* _À faire_:
Répondez brièvement aux questions suivantes à partir de l'extrait à lire.
1. Quels stades de Nésidiocoris tenuis se propagent à travers les champs de tomate ?
2. Dans quelle région les plantations des serres débutent-elles actuellement ?
3. Où les chercheurs redoutent-ils l'apparition du même phénomène ?

Pendant que larves et adultes de Nésidiocoris tenuis continuent de se propager à travers les champs de tomate, les chercheurs songent aux risques de contaminations des serres dont les plantations débutent actuellement dans la région de Aâchaâcha, la plus précoce.
 
Fleurs avortées
Un autre regard envers les pesticides
Les chercheurs redoutent l’apparition du même phénomène dans les autres zones maraîchères du pays.

* _Lignes de données_:
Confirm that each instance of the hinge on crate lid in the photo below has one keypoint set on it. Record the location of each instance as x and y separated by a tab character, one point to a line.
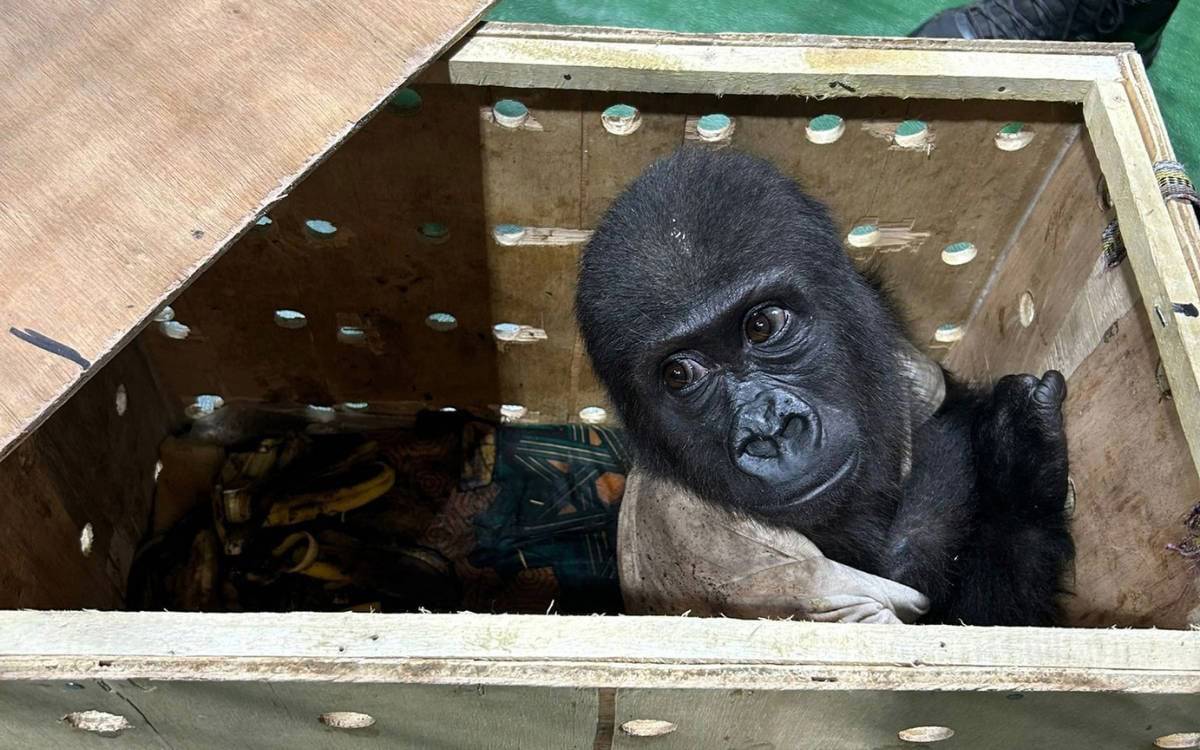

* _Corrigé de l'exercice_:
1. Les larves et les adultes.
2. Dans la région de Aâchaâcha.
3. Dans les autres zones maraîchères du pays.